▶ [TRY IT] Of the material below, only the lines from the line containing "Note: point out the brown" down to the line containing "Note: point out the black spoon bowl" belong in the answer, written out exactly.

▶ [MATERIAL FOR THIS TASK]

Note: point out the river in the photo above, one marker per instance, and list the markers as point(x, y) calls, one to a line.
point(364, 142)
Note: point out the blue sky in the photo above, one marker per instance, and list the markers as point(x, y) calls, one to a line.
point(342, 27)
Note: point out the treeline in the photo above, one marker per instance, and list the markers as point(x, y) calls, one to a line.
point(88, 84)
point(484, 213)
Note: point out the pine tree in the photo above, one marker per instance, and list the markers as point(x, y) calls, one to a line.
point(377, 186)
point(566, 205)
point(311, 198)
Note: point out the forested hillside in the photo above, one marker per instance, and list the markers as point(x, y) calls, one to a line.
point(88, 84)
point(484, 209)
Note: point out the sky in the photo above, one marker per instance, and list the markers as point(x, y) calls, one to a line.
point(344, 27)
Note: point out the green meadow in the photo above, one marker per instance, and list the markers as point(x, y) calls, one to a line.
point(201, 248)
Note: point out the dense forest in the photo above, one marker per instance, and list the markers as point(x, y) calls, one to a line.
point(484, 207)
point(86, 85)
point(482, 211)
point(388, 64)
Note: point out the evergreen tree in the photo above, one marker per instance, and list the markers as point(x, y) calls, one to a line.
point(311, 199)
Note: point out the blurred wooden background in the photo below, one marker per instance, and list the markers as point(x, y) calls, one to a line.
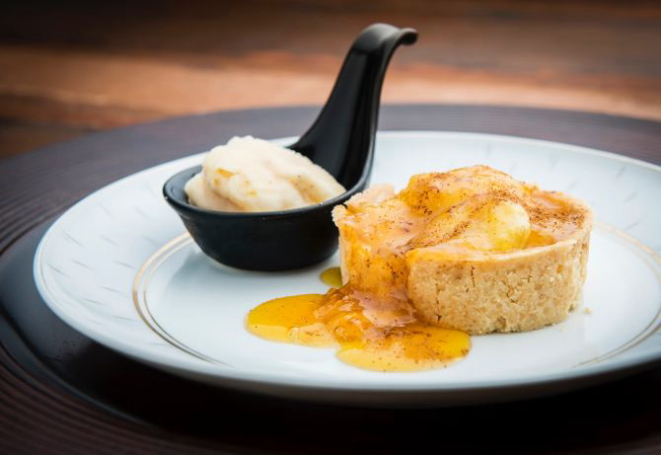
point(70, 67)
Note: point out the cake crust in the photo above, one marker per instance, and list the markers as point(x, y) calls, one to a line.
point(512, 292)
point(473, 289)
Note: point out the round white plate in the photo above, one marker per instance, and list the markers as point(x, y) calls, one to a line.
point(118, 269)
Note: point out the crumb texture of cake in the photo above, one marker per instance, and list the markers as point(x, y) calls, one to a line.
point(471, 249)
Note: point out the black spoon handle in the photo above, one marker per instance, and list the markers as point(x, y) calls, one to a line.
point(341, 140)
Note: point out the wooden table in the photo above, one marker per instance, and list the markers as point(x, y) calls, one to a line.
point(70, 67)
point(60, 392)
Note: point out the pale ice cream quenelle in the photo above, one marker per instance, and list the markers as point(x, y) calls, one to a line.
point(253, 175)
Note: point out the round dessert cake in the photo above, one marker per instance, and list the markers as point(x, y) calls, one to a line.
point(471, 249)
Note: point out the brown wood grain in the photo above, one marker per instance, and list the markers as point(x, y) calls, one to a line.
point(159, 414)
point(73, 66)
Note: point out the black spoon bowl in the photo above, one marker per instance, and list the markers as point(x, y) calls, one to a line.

* * *

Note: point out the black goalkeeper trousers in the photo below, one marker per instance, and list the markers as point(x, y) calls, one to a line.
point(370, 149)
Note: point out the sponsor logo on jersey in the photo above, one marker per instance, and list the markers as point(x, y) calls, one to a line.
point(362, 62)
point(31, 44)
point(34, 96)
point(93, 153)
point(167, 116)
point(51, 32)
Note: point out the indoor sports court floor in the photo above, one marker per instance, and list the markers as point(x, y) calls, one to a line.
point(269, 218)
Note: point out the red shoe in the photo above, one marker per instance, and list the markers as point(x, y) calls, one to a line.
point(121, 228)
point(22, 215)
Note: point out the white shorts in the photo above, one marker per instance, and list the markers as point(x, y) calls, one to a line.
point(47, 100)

▶ [EXPECTED OUTPUT]
Note: point out the brown wood grain in the photo above, one marker per instance, and list the markers as point(x, y) calls, one to a line.
point(159, 414)
point(73, 66)
Note: point out the black spoon bowl in the photo above, one marker per instance, and list the markers as point(x, y) calls, one to a line.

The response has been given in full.